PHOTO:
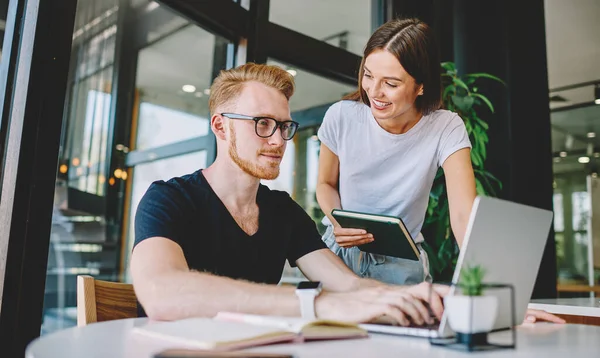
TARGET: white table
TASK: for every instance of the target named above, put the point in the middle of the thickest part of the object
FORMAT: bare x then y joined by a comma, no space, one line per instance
585,306
115,339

**Task details**
Please rewrite the material above with "white table" changed to "wooden table" throughout, keeping everything else the same. Leave the pictures out of your version.

**Exercise output**
PHOTO:
TARGET: wooden table
TASK: for every instance of the target named above, put the point in the middle of the thickest part of the object
FORMAT: bare x then y joined by a comma, no space, one line per instance
585,306
115,339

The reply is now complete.